Dataset extract:
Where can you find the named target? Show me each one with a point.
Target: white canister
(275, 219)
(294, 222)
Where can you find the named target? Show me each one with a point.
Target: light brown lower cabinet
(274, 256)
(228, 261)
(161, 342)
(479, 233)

Instructions for the task: The answer must be every record above, repeated exactly as written.

Answer to the exercise:
Where can you find the named target? Show me each one with a point.
Target: white canister
(275, 219)
(294, 222)
Where can you find the named target? Show me each one with a point.
Target: light brown lower cabinet
(274, 256)
(228, 261)
(161, 342)
(479, 233)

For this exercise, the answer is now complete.